"""

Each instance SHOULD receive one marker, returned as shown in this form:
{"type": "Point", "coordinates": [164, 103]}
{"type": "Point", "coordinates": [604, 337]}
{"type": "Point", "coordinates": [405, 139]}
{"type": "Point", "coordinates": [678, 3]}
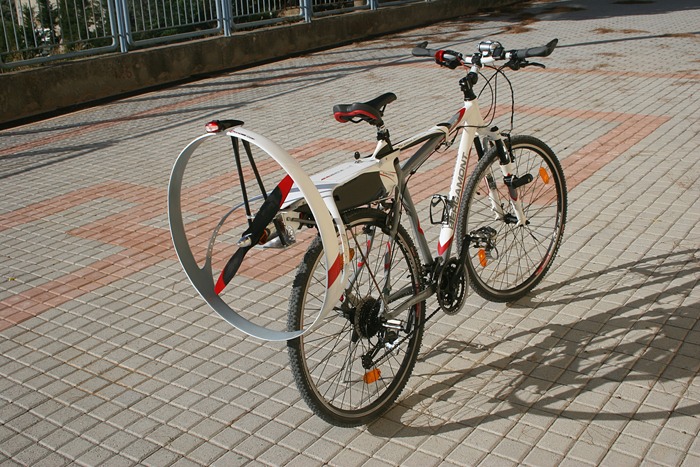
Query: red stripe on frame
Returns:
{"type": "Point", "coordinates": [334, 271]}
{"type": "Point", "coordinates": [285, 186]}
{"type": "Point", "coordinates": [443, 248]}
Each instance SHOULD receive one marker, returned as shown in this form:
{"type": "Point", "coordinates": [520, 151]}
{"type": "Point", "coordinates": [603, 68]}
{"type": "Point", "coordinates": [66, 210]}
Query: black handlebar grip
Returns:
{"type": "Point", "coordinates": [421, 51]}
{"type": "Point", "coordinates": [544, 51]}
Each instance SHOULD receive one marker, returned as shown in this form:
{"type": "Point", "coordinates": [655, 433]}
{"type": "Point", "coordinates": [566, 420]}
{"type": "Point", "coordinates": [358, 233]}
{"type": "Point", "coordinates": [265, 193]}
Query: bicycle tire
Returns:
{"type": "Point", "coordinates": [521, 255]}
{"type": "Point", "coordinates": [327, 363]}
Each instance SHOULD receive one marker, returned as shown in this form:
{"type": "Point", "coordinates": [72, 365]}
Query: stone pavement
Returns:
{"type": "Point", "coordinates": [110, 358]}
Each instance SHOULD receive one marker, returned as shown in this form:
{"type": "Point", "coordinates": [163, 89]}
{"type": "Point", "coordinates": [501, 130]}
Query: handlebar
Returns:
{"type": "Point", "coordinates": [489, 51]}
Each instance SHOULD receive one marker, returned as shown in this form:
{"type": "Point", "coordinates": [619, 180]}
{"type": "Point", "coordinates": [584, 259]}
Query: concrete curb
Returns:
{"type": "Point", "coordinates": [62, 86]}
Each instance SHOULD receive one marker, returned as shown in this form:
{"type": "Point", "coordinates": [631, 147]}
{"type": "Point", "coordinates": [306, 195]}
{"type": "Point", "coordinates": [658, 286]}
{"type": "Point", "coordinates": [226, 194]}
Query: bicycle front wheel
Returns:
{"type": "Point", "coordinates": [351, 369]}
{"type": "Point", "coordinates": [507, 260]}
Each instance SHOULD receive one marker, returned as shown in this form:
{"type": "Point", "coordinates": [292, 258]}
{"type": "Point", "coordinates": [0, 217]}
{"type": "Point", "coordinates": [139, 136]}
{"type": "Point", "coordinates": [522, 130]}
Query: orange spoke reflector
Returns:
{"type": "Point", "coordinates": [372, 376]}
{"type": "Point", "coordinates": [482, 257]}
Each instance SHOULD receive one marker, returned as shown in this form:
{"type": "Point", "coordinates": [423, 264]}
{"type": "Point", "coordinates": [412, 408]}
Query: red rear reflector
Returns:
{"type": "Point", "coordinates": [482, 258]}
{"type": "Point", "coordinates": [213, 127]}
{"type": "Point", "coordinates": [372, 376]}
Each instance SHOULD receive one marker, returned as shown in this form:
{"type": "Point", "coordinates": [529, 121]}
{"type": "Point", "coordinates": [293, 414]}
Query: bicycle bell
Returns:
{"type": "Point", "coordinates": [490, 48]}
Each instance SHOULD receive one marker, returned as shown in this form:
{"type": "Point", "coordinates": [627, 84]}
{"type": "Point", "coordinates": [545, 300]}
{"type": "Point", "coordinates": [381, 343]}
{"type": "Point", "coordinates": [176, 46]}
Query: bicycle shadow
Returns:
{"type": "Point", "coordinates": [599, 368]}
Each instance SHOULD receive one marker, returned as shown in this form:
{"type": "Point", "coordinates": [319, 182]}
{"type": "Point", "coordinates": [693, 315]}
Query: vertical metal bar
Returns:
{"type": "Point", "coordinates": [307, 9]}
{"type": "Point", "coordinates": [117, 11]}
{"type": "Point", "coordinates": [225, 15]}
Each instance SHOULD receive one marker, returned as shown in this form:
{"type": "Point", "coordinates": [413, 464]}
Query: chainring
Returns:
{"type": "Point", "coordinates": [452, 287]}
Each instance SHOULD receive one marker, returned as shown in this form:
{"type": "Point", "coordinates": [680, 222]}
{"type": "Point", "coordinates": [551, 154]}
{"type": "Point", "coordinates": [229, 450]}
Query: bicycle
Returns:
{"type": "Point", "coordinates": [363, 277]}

"""
"""

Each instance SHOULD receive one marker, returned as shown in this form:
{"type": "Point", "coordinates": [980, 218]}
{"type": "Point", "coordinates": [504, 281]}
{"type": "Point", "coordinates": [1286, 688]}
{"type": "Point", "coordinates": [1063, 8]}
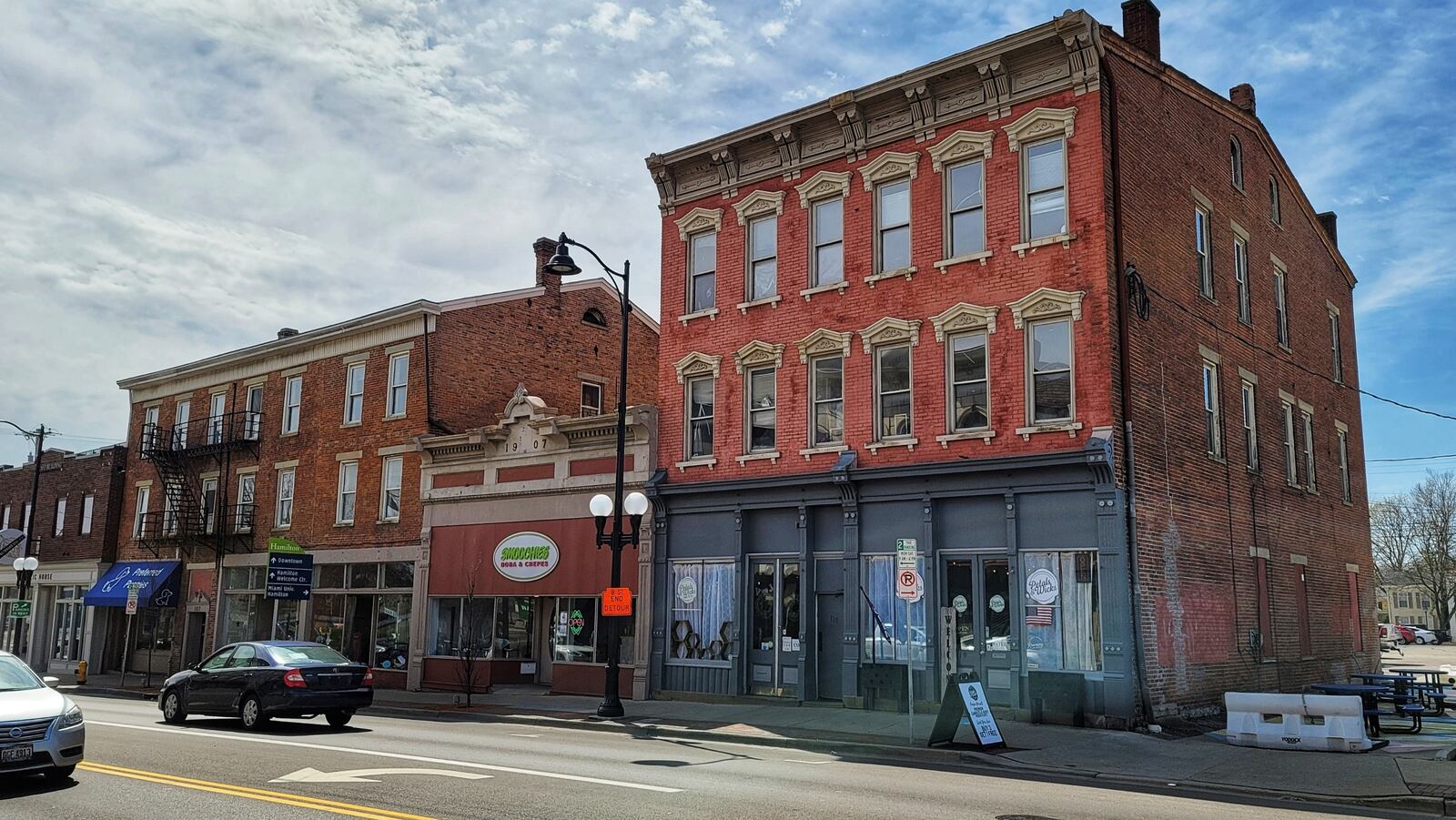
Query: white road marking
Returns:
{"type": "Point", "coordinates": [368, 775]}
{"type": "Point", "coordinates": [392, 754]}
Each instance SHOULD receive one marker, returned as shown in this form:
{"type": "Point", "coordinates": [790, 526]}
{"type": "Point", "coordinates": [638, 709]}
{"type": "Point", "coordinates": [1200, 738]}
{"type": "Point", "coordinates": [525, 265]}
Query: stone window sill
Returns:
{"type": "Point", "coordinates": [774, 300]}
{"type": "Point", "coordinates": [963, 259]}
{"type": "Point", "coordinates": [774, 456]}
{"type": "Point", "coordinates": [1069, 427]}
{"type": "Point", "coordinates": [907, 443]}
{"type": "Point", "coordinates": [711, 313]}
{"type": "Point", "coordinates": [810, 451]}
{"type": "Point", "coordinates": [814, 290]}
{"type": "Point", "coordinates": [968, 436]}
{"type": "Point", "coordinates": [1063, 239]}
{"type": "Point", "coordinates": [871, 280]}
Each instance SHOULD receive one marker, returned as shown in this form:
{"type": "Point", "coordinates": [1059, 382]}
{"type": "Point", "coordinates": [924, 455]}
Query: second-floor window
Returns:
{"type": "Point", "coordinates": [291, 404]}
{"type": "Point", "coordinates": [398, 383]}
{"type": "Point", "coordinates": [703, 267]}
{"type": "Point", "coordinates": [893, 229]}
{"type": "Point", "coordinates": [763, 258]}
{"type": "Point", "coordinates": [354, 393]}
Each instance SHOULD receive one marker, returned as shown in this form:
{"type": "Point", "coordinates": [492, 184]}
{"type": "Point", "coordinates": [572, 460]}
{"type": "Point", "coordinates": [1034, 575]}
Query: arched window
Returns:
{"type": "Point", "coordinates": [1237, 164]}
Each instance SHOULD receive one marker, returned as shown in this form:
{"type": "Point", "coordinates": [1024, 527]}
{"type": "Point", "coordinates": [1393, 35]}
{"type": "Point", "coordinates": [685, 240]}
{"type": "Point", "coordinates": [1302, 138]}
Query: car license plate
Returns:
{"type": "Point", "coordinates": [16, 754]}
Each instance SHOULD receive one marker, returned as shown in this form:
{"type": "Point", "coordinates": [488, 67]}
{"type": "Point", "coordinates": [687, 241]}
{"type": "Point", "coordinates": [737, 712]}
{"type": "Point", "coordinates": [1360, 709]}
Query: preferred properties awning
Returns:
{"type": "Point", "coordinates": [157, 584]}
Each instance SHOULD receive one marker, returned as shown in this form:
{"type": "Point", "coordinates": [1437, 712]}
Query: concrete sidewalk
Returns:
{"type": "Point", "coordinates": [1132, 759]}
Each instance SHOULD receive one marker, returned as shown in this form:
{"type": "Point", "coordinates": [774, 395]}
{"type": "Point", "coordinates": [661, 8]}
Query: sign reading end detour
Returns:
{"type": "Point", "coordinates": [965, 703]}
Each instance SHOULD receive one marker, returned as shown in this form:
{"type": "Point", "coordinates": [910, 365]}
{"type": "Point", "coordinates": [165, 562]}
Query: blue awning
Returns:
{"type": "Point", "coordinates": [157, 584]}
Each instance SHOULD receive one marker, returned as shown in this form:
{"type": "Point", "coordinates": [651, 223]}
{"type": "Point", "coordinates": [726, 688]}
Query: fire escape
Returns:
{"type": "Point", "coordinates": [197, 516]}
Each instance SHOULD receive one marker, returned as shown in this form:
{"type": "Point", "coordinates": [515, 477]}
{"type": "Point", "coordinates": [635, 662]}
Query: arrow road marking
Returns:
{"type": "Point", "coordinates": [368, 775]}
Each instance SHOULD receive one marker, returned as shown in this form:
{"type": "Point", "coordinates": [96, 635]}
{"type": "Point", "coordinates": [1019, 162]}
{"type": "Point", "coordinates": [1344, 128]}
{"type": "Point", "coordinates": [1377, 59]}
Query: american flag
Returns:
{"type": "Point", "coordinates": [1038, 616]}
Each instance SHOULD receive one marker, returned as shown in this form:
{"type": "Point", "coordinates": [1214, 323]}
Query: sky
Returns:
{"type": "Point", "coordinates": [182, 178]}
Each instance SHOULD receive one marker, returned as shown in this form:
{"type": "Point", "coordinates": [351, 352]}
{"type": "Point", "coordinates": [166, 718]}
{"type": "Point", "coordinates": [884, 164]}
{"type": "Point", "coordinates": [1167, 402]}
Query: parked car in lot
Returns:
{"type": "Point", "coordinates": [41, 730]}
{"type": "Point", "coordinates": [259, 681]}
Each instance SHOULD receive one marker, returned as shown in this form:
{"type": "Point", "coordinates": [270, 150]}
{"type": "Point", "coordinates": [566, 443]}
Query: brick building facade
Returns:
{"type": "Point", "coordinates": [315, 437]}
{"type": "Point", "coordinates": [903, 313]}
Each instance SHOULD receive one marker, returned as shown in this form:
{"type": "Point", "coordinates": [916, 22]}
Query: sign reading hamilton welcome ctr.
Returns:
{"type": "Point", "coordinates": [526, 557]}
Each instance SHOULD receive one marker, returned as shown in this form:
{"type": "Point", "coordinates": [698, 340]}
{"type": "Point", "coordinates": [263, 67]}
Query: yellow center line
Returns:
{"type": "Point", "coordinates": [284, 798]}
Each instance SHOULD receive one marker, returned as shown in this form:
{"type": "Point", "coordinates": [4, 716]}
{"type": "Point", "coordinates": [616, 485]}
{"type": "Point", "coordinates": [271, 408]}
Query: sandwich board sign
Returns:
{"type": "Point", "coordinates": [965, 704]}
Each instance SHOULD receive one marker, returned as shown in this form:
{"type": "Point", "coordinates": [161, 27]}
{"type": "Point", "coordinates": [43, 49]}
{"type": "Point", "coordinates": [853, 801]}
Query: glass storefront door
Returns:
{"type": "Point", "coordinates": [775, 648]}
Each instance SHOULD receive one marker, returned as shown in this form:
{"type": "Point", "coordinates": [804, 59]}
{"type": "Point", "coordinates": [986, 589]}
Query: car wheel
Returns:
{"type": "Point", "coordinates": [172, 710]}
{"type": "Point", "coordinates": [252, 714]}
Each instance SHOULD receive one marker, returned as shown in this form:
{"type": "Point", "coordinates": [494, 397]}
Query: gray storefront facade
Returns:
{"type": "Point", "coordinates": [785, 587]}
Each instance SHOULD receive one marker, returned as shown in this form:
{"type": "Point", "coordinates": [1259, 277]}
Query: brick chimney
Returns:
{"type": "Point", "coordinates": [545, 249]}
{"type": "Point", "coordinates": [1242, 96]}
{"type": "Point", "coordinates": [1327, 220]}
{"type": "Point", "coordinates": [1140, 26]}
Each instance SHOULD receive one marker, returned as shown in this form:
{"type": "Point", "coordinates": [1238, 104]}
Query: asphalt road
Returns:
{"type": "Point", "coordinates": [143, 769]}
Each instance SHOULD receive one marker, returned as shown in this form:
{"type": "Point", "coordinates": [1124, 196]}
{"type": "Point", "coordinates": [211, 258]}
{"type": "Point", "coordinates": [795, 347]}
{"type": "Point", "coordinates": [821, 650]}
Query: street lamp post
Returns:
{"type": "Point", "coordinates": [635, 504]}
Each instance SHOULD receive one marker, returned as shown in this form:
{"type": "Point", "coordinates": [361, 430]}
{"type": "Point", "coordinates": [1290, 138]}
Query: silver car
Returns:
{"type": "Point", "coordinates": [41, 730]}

"""

# DIRECTIONS FOR THIS TASK:
Look over the material above and report how many of its lines have the string "road" in them, nothing more.

# YOUR SOLUTION:
3